> **Recorded information**:
---+---

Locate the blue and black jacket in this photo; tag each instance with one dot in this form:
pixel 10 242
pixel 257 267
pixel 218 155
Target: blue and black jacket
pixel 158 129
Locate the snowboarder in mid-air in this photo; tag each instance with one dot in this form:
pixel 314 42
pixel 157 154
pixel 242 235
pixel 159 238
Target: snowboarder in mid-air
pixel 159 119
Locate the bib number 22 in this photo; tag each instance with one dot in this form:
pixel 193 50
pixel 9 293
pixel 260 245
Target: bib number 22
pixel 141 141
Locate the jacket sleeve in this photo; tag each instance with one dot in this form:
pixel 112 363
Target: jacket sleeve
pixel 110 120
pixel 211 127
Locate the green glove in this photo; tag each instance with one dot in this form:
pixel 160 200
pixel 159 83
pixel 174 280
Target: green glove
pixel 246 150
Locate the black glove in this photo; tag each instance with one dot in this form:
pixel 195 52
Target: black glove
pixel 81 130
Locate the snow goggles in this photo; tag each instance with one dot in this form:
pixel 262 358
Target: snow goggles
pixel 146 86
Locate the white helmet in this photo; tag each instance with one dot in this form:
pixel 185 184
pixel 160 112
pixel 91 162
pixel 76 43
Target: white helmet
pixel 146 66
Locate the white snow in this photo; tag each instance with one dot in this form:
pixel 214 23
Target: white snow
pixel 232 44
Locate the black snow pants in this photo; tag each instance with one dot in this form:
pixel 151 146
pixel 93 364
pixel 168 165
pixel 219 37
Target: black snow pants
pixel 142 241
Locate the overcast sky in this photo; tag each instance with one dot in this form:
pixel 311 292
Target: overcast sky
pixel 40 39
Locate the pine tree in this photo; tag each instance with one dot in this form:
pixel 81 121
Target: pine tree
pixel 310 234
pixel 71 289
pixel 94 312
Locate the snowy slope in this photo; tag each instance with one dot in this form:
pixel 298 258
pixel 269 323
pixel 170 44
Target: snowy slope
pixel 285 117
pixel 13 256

---+---

> **Directions**: Rewrite all the records above as a single numbered list, one line per item, with blank lines omitted.

> **Written answer**:
1. Locate the blue and black jacket in this photo; tag each instance with one dot in this form:
2. pixel 10 242
3. pixel 257 267
4. pixel 218 155
5. Target: blue and black jacket
6. pixel 158 129
7. Locate the snowboarder in mid-air in this photo; tag each instance with one dot in this form:
8. pixel 314 42
9. pixel 157 154
10. pixel 242 235
11. pixel 159 238
12. Target: snowboarder in mid-air
13. pixel 159 119
14. Locate the bib number 22 in this photo; tag each instance with one dot in this form:
15. pixel 193 50
16. pixel 9 293
17. pixel 260 245
18. Target: bib number 22
19. pixel 141 141
20. Locate the jacket sleeve in this photo; tag each instance with one dot in this form:
21. pixel 112 363
22. Target: jacket sleeve
23. pixel 110 120
24. pixel 211 127
25. Locate the green glove in this photo; tag each instance with one dot in this form:
26. pixel 160 200
27. pixel 159 83
28. pixel 174 280
29. Target: green glove
30. pixel 246 150
31. Locate the black glove in this photo; tag each instance with one dot in this form:
32. pixel 195 52
33. Target: black glove
34. pixel 81 130
35. Locate the snow goggles in this photo; tag each instance with one dot in this form:
36. pixel 262 358
37. Target: snow goggles
38. pixel 146 86
39. Locate the white helmet in this photo; tag each instance with one dot in this form:
40. pixel 185 184
41. pixel 160 112
42. pixel 91 162
43. pixel 76 43
44. Target: white helmet
45. pixel 146 66
46. Locate the white snow in this photo; tag each instance with one dot in this form:
47. pixel 214 23
48. Target: white snow
49. pixel 232 44
50. Locate the black snow pants in this photo; tag each instance with one dot in this form:
51. pixel 151 146
52. pixel 93 364
53. pixel 168 165
54. pixel 219 37
55. Target: black snow pants
56. pixel 142 241
57. Locate the overcast sky in this photo; tag each instance with one dot in this form:
58. pixel 311 292
59. Target: overcast sky
60. pixel 40 39
61. Locate the pine tree in this photo; tag each instance with one dot in this form:
62. pixel 81 121
63. Target: pine tree
64. pixel 310 234
65. pixel 71 289
66. pixel 94 312
67. Locate the snowy slope in this photo; tag each instance with one dot in this form:
68. pixel 298 258
69. pixel 269 323
70. pixel 170 44
71. Target: snowy slope
72. pixel 285 117
73. pixel 13 256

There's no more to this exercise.